START INFORMATION GIVEN
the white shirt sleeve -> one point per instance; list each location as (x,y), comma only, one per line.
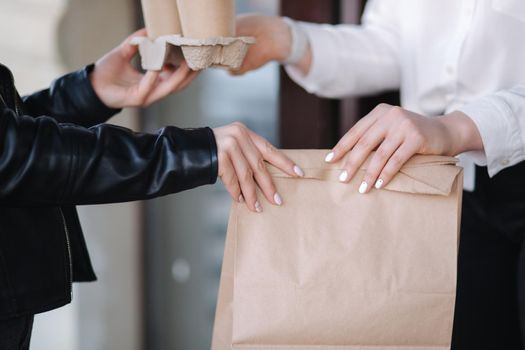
(500,118)
(354,59)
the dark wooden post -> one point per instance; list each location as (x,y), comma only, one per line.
(307,121)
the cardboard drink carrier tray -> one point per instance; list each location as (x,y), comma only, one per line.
(201,32)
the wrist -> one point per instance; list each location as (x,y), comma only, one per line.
(283,39)
(462,134)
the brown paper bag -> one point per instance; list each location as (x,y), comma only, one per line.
(335,269)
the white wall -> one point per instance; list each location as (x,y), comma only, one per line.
(39,40)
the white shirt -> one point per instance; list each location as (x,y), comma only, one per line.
(443,55)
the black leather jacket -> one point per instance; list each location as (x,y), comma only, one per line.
(55,154)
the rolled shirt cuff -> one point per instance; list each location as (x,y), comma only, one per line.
(500,133)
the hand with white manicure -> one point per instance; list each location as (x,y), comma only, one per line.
(242,155)
(395,135)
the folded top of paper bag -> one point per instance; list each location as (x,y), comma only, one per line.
(425,174)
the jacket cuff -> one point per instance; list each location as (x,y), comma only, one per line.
(199,156)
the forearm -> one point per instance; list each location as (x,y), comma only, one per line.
(500,119)
(46,163)
(70,99)
(462,132)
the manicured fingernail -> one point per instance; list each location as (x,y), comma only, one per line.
(344,176)
(363,187)
(278,200)
(298,171)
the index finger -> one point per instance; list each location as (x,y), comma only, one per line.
(276,157)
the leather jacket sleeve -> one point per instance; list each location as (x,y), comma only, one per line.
(70,99)
(45,163)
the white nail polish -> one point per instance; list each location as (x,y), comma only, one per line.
(363,187)
(329,157)
(344,176)
(278,200)
(298,171)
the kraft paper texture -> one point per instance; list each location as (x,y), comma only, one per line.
(335,269)
(202,32)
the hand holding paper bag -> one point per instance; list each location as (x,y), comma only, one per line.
(333,269)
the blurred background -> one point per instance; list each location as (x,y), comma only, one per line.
(159,262)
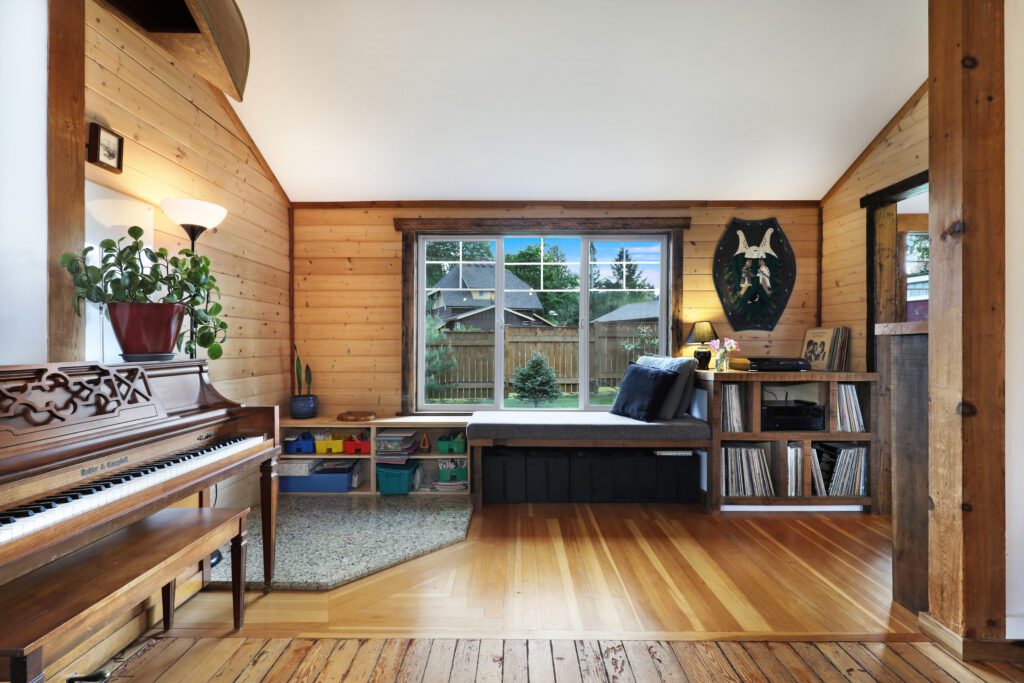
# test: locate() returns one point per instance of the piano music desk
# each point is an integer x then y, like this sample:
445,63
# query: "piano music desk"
81,592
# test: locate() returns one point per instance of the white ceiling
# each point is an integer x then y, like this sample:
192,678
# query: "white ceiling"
574,99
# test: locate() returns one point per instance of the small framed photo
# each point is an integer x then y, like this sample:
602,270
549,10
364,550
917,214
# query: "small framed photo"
107,148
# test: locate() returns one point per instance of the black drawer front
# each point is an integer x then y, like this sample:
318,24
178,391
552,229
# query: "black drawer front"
563,475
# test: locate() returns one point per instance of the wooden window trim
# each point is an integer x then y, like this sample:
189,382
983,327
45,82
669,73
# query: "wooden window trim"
412,228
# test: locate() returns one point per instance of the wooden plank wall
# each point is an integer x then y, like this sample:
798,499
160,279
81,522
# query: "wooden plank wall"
181,139
899,152
348,289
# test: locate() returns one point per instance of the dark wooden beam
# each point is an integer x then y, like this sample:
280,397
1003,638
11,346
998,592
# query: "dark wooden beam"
967,487
66,139
525,204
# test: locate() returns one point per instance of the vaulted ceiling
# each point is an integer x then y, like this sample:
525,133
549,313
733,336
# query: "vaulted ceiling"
574,99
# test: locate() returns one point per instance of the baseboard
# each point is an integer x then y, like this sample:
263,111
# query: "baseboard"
969,649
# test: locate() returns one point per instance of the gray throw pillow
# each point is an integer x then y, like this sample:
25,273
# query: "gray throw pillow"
677,402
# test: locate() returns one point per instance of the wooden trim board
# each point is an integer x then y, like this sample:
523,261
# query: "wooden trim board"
66,142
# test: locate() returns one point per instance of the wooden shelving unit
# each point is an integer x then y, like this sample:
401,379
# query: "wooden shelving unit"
752,387
434,425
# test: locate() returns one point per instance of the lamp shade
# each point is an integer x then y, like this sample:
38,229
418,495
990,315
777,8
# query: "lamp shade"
701,333
186,211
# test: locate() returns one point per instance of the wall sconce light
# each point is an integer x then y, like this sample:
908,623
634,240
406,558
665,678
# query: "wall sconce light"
195,217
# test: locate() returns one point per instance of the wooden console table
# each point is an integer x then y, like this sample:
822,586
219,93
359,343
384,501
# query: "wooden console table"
752,385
END INFORMATION GIVEN
[YOUR ASSIGNMENT]
Could you give the listing again exactly, minus its pictures?

[RESPONSE BELOW]
the white shirt sleeve -> one point per instance; list each location as (x,y), comma only, one per line.
(500,118)
(354,59)
the dark wooden post -> one point per instance; list each location as (x,y), comma only, one per line.
(307,121)
the cardboard drink carrier tray -> one point per instance; list each location as (x,y), comma only, one per line.
(201,32)
the wrist -> one point per instance; list each location as (x,y), comma only, one per line.
(283,39)
(462,134)
the brown paper bag -> one point per instance; list each location as (x,y), comma only, one per line.
(335,269)
the white wall -> one point per instance; list each location as (x,y), comma only, one per line.
(39,40)
the white shirt -> one point per instance; list each location as (x,y), comma only, one per line.
(443,55)
the black leather jacket -> one point per instance; list each location as (x,y), comma only, one per line.
(55,154)
the rolled shirt cuff -> one point per instance; list each location as (x,y), comma only, one per line.
(500,133)
the hand with white manicure -> one point per instance; list each location as (x,y), comma only, one per line.
(242,155)
(395,135)
the folded top of paper bag -> one point per instance; list each location as (x,y), comma only, one per line.
(425,174)
the jacket cuff -> one point per instance; list each location as (x,y), comma only, one per line.
(199,156)
the forearm -> one point per instance; list each location as (x,y), comma only, one per line.
(500,119)
(46,163)
(70,99)
(462,132)
the manicured fingernail -> one point per instance; list each location as (x,y), comma only, one per line.
(344,176)
(363,187)
(278,200)
(298,171)
the index finger -> one point per instance; list each location as (x,y), comma only, one per line.
(276,157)
the leather jacket sleeve -> one point per instance; list each location as (x,y), comma only, one per line.
(70,99)
(45,163)
the white nail polish -> one point per instance; list each location as (x,y), comma only, one per line.
(363,187)
(329,157)
(344,176)
(278,200)
(298,171)
the kraft paper texture -> one point per instance; list each location as (x,y), comma only, one per line.
(335,269)
(202,32)
the hand holding paper bag -> one point per instance; list each location as (x,y), comma only, one per line.
(333,269)
the blurred background -> one point per instance; list each location as (x,y), comma only, one per line.
(159,262)
# test: locate() returns one point per instance of the piano music desk
# each point is an integer x then y, like this sample:
445,63
# query: "piano music desk"
81,592
# test: locate() returns one point per instance of the white ceiling
# each point is an integer x then y, like this sample:
192,678
# query: "white ceiling"
574,99
# test: locate() returns one point per instance of the small framed photo
# each point is an integer x then y, like this sample:
602,270
549,10
364,550
917,214
# query: "small framed photo"
107,148
# test: locate() returns one point per instance of the black drawer front
# each point is an integer x then y, like this sample:
318,24
178,391
552,229
# query: "black drawer front"
563,475
# test: locate() returns one point per instance of the wooden window trim
# each point is an integer x then y, like this sample:
189,382
983,327
45,82
669,73
# query: "wooden window trim"
412,228
# test: locate() returns one point per instance of the wooden plank wall
# each point is an integer x then y, like this sample:
798,499
160,279
81,522
# query: "wooden plank wall"
181,139
899,152
348,289
# test: locate() returns one point per instance of the dark wooden beam
# each point is an integer x then y, like this sample:
280,397
1003,638
11,346
998,592
# query: "dark wooden beam"
967,487
66,139
525,204
# test: locate() returns one point per instance of the vaulted ceiling
# each point is an integer x then y, like this sample:
525,133
549,313
733,336
# query: "vaulted ceiling"
574,99
# test: locate() returns one point per instance of the baseboard
# each point is an integer x then y, like this sample:
263,111
# query: "baseboard"
969,649
# test: locate() returns one point per instance of the gray throw pillow
# each point is an integer x then y, like this sample:
25,273
# query: "gray throw pillow"
677,402
# test: locate() returns one point per instance of the wooden trim board
# each point is an integer x then y, like this sample:
523,261
# query: "wooden trim board"
66,142
# test: locate() returns one point per instance of the wooden shelving unit
# each point is an integer x then y, like this sample:
401,379
# query: "wooden shelving unit"
752,387
434,425
# test: locate() returns one point per instance of the lamp shade
# each point is an integer x then y, like this sample:
38,229
418,495
990,315
777,8
# query: "lamp shade"
701,333
186,211
# test: locate() returns one point per instance of the wall sconce light
# each point is an integer x then y, like this sample:
908,623
634,240
406,558
665,678
# query: "wall sconce light"
195,217
# test: locate() returns one point per instance of the wooden console table
# each point is an integer x then y, like this sample:
822,586
219,93
359,343
384,501
# query: "wooden console table"
752,385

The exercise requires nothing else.